WHAT IS REQUIRED:
Reproduce all of the records below word for word, leaving out the pictures.

◇ ◇ ◇ ◇ ◇ ◇ ◇

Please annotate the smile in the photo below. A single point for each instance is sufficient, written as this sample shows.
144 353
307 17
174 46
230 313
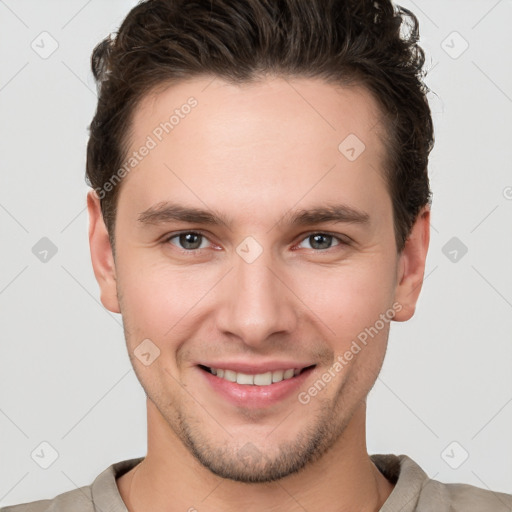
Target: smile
259 379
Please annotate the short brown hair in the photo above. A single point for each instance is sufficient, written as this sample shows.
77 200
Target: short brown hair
347 42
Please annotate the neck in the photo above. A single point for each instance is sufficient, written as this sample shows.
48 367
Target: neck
170 479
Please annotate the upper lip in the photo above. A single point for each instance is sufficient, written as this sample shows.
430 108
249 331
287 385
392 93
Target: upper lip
256 368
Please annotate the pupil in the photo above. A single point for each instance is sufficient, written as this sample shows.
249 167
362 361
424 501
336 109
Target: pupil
318 238
187 240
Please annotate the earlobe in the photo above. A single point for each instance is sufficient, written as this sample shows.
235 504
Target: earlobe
101 254
411 266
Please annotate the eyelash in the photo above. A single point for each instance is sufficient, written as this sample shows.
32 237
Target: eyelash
341 241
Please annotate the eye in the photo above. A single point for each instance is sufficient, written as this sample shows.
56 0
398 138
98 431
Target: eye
188 240
322 241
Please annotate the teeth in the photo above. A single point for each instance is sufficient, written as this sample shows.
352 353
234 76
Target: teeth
260 379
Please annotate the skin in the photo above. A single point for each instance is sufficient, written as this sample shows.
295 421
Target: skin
255 153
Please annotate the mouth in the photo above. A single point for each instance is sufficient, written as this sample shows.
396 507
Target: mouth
255 390
257 379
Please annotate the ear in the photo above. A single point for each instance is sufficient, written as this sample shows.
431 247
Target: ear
101 254
411 266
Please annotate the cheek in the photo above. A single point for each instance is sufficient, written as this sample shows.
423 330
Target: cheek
157 298
349 297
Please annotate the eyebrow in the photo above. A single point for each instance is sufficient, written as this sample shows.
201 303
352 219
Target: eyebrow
166 212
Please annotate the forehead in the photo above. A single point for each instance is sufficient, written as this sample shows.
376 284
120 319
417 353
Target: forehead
276 138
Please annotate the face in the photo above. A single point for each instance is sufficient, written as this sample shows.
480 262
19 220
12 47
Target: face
290 266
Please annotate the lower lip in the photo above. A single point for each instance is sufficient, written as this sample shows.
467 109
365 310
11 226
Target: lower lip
246 395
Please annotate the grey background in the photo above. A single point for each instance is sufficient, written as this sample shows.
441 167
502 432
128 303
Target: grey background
65 376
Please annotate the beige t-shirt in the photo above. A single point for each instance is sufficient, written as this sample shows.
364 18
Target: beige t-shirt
414 491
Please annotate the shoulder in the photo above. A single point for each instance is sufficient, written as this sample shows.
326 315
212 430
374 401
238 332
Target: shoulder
414 491
463 498
78 500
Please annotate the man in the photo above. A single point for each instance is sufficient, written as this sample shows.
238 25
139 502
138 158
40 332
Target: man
261 204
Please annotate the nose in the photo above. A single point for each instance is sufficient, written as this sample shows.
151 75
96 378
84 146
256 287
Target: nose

◇ ◇ ◇ ◇ ◇ ◇ ◇

THE REPLY:
Please annotate the smile in the photo below. A single point for each instance is sufficient, written as this sample shows.
144 353
307 17
174 46
230 313
Target: smile
259 379
Please annotate the short brown hair in the photo above. A single point for each instance is sufficient, written as this sample shows.
77 200
Target: short brown hair
347 42
Please annotate the neck in the photo above. A single point for each instance is sufficient, written as this sample shows.
48 367
Target: neck
170 479
Please annotate the upper lip in the photo above. A single point for each instance is sufficient, written as this sample shows.
430 108
249 331
287 385
392 93
Target: upper lip
256 368
Please annotate the pupil in the photo above. A single point for each instance is sufficient, written as this sample shows.
249 167
362 361
424 501
336 109
Target: pupil
318 238
187 240
Please annotate the earlobe in the photo above. A single point for each instance is sufficient, written as this sample shows.
235 504
Target: earlobe
101 254
411 266
Please annotate the eyelash in the photo above. A single point for each instance is sufficient, written as this sample shows.
32 237
Target: eyelash
341 241
Please annotate the eye in the photo above. A single point for each instance is sufficient, written as this sample shows.
56 0
398 138
98 431
Target: eye
188 240
322 241
Please annotate the teeth in the photo above. A single point for each instance is sufficient, written as this sample shows.
352 353
234 76
Target: teeth
260 379
Please annotate the skin in the photo above. A single point for each instance is sufficient, written as this sample shows.
295 421
Target: skin
255 153
Please annotate the mouth in the photo above. A single point for each instance is sufficient, written as this sample shows.
396 507
Target: mouth
255 390
257 379
Please annotate the ear in the photo above. A single point for each instance is sufficient, written as this sample shows.
431 247
Target: ear
101 254
411 266
Please annotate the cheek in the photo above. A single point for each instance is sufficient, written as this sample shows.
423 330
Target: cheek
157 298
349 297
Please annotate the eyebrow in the photo above. A single point for each instance is sufficient, written as this sample shows.
201 303
352 219
Target: eyebrow
166 212
Please annotate the forehead in the photo above. A single point for each instance is sufficient, written as this sample shows.
376 284
120 319
417 353
Target: forehead
276 138
Please annotate the face in the photo above. A single point for each instance is sufficient, written as this sample shows.
480 262
19 220
12 47
Target: face
290 266
Please annotate the lower lip in the photo above. A single point for each instance is sufficient, written as this sample shows.
467 109
365 310
11 226
Target: lower lip
246 395
Please annotate the grey background in the photo above. A single point for each instance is sufficient, written as this sample shows.
441 167
502 432
128 303
Target: grey background
65 376
Please annotate the beige t-shirt in the photo above. A single point for each instance is sufficient, written as this sample shows.
364 18
Target: beige t-shirt
414 491
Please annotate the shoulder in the photo above. A single point for each instance is sufficient, written as this sample shows.
326 315
212 430
374 401
238 332
Target: shoulder
414 491
463 498
78 500
Please annotate the man in the photo above. A single point for each instance is sufficient, written as this sample shows.
238 25
139 502
138 158
40 332
Target: man
261 204
Please annotate the nose in the photo above. A single point for each instance is sufficient, written as this sample shows.
151 75
96 378
84 146
256 287
Target: nose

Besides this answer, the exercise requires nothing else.